== Records provided ==

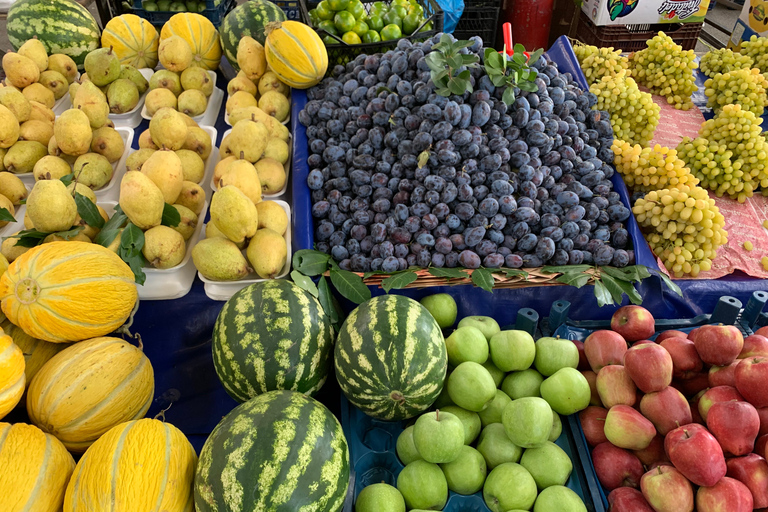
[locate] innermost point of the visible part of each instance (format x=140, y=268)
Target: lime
x=351, y=38
x=390, y=32
x=371, y=37
x=344, y=21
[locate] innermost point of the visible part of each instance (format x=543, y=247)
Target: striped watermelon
x=280, y=451
x=248, y=19
x=272, y=335
x=390, y=358
x=63, y=26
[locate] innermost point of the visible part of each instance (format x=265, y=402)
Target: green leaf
x=310, y=262
x=350, y=285
x=400, y=280
x=602, y=294
x=88, y=211
x=304, y=282
x=483, y=278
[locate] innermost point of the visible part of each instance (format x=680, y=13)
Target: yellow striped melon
x=11, y=375
x=295, y=53
x=201, y=35
x=89, y=388
x=68, y=291
x=36, y=469
x=133, y=39
x=143, y=465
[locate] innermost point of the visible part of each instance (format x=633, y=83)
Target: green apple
x=567, y=391
x=509, y=486
x=527, y=421
x=406, y=449
x=380, y=498
x=471, y=386
x=555, y=353
x=512, y=350
x=495, y=446
x=466, y=474
x=522, y=384
x=423, y=485
x=438, y=436
x=559, y=499
x=466, y=344
x=470, y=420
x=492, y=413
x=498, y=375
x=548, y=464
x=557, y=427
x=488, y=325
x=442, y=307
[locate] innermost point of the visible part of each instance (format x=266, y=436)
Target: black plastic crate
x=342, y=53
x=215, y=13
x=478, y=21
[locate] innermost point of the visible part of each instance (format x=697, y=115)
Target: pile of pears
x=181, y=85
x=168, y=173
x=121, y=85
x=255, y=85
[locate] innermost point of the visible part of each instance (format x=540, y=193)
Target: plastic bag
x=452, y=10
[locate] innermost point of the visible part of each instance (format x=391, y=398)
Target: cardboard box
x=645, y=12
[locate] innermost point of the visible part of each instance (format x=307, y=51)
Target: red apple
x=685, y=360
x=667, y=490
x=654, y=453
x=735, y=426
x=723, y=375
x=718, y=394
x=592, y=423
x=616, y=467
x=752, y=380
x=696, y=453
x=650, y=367
x=627, y=428
x=615, y=387
x=718, y=344
x=626, y=499
x=633, y=323
x=727, y=495
x=603, y=348
x=670, y=334
x=752, y=471
x=754, y=346
x=667, y=409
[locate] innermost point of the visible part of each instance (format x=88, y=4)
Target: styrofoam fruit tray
x=223, y=290
x=107, y=190
x=208, y=117
x=132, y=118
x=286, y=166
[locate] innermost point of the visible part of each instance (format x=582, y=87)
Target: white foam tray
x=286, y=166
x=131, y=119
x=223, y=290
x=108, y=190
x=208, y=117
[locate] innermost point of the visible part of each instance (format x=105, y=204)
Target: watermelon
x=248, y=19
x=280, y=451
x=390, y=358
x=272, y=335
x=63, y=26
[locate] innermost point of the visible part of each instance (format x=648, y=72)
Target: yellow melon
x=37, y=472
x=89, y=388
x=137, y=466
x=68, y=291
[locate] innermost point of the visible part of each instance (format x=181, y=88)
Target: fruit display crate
x=728, y=311
x=342, y=53
x=630, y=38
x=372, y=445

===

■ **Instructions for the task**: Retype the entries above exactly, but only from the line containing "(format x=633, y=83)" through the line containing "(format x=540, y=193)", both included.

■ **Solution**:
[locate] innermost point of the visible part of each instance (format x=633, y=83)
Target: green apple
x=567, y=391
x=509, y=486
x=527, y=421
x=406, y=449
x=380, y=498
x=471, y=386
x=555, y=353
x=512, y=350
x=495, y=446
x=466, y=474
x=522, y=384
x=423, y=485
x=438, y=436
x=559, y=499
x=466, y=344
x=470, y=420
x=492, y=413
x=498, y=375
x=548, y=464
x=557, y=427
x=488, y=325
x=442, y=307
[locate] innermost point of the visible part of each instance (format x=266, y=436)
Target: black plastic crate
x=342, y=53
x=215, y=13
x=478, y=21
[locate] innermost point of the visible part of each instance (format x=697, y=115)
Target: pile of pears
x=181, y=85
x=168, y=173
x=121, y=85
x=255, y=85
[locate] innermost point of the visible part of each instance (format x=540, y=193)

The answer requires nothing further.